▸ Directions:
Render every line of the items below as a two-column Markdown table headed Row and Line, numbering the rows in order and leaving out blank lines.

▸ Given data:

┄┄┄┄┄┄

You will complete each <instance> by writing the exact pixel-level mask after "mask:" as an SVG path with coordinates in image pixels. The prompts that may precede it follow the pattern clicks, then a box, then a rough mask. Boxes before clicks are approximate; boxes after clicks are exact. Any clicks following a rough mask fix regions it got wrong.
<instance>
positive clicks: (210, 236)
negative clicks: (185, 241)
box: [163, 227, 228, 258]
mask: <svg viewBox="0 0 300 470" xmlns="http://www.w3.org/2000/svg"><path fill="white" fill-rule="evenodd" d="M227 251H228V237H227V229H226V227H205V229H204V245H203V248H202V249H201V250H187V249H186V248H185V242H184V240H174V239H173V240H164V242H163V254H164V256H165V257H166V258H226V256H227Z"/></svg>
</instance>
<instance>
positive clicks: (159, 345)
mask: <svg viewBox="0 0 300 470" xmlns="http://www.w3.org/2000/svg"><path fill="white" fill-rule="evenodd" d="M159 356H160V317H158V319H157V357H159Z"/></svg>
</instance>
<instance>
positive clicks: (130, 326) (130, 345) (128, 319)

┄┄┄┄┄┄

▸ Problem solution:
| Row | Line |
|---|---|
| 1 | You will complete each <instance> by writing the exact pixel-level mask after "mask:" as an SVG path with coordinates in image pixels. The prompts that may precede it follow the pattern clicks, then a box, then a rough mask. Boxes before clicks are approximate; boxes after clicks are exact. Any clicks following a rough mask fix regions it got wrong. |
| 2 | <instance> |
| 3 | positive clicks: (210, 236) |
| 4 | negative clicks: (185, 241) |
| 5 | box: [163, 227, 228, 258] |
| 6 | mask: <svg viewBox="0 0 300 470" xmlns="http://www.w3.org/2000/svg"><path fill="white" fill-rule="evenodd" d="M227 251H228V237H227V229H226V227H205V229H204V245H203V248H202V249H201V250H187V249H186V248H185V242H184V240H174V239H173V240H164V242H163V254H164V256H165V257H166V258H226V256H227Z"/></svg> |
| 7 | </instance> |
| 8 | <instance> |
| 9 | positive clicks: (159, 345) |
| 10 | mask: <svg viewBox="0 0 300 470" xmlns="http://www.w3.org/2000/svg"><path fill="white" fill-rule="evenodd" d="M159 356H160V317H158V319H157V357H159Z"/></svg> |
| 11 | </instance> |
| 12 | <instance> |
| 13 | positive clicks: (130, 326) (130, 345) (128, 319) |